→ **DOCUMENT EXCERPT**:
★ ★ ★ ★ ★

At least one person died and hundreds fell ill in central China from drinking tap water tainted by a chemical leak, local hospitals said Thursday, amid reports over 1,000 people may have been poisoned.
Government officials in the county of Chenxi in Hunan province have acknowledged the leak from a chemical factory, saying 26 people had been poisoned, the Beijing News reported.
But local hospital staff told AFP several dozen had been treated, while the newspaper quoted hospitals and local residents saying more than 1,000 had been poisoned.
"We have 70-80 patients at our hospital at the moment, but during the day, we get about 700 to 800 people a day arriving with the symptoms," a staffer at the Chenxi People's Hospital, who gave only his surname Zhang, told AFP by phone.
"This is due to sulfuric acid poisoning from the local factory."
The man added most sufferers had only light symptoms.
However, a doctor surnamed Li at the Chinese Medicine Hospital told AFP one person had died at that hospital, which now has about three dozen sufferers hospitalised.
The source of the chemical leak has been identified as the Xiaoping chemical plant in the town of Banqiao, it said.
The problem first came to light in early December, when a retired coal miner discovered that his tap water had turned yellow, the report said, quoting an unnamed victim of the poisoning.

★ ★ ★ ★ ★

→ **DATA SECTION**:
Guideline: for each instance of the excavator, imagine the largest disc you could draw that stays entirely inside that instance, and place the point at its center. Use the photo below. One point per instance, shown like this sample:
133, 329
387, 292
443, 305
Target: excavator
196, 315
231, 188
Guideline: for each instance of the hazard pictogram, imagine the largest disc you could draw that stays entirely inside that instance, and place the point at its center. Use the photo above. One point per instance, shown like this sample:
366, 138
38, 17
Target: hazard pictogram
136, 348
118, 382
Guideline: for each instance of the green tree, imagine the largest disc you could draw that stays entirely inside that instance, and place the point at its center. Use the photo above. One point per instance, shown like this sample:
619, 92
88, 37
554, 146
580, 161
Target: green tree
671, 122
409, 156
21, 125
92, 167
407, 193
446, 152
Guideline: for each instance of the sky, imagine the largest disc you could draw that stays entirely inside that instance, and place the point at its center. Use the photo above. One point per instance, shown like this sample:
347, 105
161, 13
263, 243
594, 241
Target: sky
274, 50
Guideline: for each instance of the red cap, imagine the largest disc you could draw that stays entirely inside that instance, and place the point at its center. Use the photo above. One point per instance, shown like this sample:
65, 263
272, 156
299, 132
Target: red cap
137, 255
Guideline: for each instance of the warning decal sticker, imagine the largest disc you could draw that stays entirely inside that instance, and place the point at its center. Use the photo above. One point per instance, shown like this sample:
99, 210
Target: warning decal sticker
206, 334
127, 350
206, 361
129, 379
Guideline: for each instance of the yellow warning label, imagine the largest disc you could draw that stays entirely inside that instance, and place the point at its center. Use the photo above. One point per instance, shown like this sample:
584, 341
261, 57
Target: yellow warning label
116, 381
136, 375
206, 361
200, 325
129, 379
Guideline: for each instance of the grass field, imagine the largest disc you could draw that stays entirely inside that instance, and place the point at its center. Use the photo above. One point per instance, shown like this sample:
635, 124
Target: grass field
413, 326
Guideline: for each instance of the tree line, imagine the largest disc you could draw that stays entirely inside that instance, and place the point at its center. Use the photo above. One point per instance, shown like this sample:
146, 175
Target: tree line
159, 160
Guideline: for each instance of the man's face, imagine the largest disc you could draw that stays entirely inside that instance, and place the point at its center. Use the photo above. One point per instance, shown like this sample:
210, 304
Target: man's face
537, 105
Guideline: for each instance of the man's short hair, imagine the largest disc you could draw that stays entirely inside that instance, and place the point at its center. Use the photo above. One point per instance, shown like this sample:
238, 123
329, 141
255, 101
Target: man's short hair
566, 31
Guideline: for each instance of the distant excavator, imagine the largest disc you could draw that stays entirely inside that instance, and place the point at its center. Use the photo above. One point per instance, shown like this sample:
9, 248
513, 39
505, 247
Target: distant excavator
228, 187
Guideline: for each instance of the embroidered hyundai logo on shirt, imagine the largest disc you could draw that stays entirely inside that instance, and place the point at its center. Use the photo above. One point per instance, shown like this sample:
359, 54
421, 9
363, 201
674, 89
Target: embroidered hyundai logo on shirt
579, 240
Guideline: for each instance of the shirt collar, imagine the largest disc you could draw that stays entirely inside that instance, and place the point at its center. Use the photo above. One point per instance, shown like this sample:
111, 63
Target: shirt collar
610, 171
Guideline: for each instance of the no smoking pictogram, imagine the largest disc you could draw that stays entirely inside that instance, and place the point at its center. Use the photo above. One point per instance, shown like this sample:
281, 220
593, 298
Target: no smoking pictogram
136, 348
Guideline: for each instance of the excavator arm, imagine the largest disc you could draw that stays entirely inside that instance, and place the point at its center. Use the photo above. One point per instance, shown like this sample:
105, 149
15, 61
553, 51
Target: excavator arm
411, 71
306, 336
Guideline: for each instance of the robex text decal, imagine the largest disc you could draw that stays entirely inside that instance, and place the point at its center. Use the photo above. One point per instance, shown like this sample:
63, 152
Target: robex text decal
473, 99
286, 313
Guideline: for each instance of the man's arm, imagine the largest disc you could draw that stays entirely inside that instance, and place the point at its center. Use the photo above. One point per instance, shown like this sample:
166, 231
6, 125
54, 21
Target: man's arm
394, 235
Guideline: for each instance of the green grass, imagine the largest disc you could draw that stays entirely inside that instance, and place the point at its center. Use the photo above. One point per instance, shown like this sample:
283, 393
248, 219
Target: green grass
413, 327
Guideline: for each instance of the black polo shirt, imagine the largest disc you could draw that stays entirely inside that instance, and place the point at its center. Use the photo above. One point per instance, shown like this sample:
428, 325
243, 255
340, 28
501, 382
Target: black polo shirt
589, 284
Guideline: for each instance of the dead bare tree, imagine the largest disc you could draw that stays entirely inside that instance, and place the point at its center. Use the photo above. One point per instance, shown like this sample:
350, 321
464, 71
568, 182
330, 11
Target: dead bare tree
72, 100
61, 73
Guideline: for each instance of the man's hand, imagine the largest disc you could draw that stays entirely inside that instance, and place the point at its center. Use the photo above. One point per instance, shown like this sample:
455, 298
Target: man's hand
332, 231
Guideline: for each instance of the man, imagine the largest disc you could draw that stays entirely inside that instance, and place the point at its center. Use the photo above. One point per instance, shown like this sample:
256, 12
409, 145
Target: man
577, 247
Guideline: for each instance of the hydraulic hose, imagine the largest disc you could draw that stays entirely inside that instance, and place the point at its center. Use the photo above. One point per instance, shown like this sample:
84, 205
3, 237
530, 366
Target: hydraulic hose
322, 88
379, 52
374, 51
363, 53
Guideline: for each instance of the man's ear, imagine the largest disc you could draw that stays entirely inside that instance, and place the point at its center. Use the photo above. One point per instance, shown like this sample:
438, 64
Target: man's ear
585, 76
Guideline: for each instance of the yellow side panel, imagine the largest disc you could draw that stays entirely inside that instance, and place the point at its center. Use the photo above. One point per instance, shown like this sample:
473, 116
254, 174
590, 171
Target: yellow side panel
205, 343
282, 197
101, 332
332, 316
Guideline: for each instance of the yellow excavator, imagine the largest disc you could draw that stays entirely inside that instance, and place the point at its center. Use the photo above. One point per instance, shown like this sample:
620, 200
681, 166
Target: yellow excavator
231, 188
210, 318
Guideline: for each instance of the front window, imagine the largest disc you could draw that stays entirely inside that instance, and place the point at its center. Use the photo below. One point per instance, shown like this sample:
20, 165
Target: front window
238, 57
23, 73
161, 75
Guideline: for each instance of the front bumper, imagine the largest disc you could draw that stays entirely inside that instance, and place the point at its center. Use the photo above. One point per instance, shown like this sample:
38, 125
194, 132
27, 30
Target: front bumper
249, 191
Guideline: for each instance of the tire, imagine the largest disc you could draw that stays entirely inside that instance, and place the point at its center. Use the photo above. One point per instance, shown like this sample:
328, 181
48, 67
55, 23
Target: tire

★ ★ ★ ★ ★

→ **ACTIVITY**: From the Chenxi chemical leak report, set down word for word the passage that begins at the words "At least one" and ends after "AFP by phone.". Rely only on the news report about the Chenxi chemical leak.

→ **SOLVED EXERCISE**:
At least one person died and hundreds fell ill in central China from drinking tap water tainted by a chemical leak, local hospitals said Thursday, amid reports over 1,000 people may have been poisoned.
Government officials in the county of Chenxi in Hunan province have acknowledged the leak from a chemical factory, saying 26 people had been poisoned, the Beijing News reported.
But local hospital staff told AFP several dozen had been treated, while the newspaper quoted hospitals and local residents saying more than 1,000 had been poisoned.
"We have 70-80 patients at our hospital at the moment, but during the day, we get about 700 to 800 people a day arriving with the symptoms," a staffer at the Chenxi People's Hospital, who gave only his surname Zhang, told AFP by phone.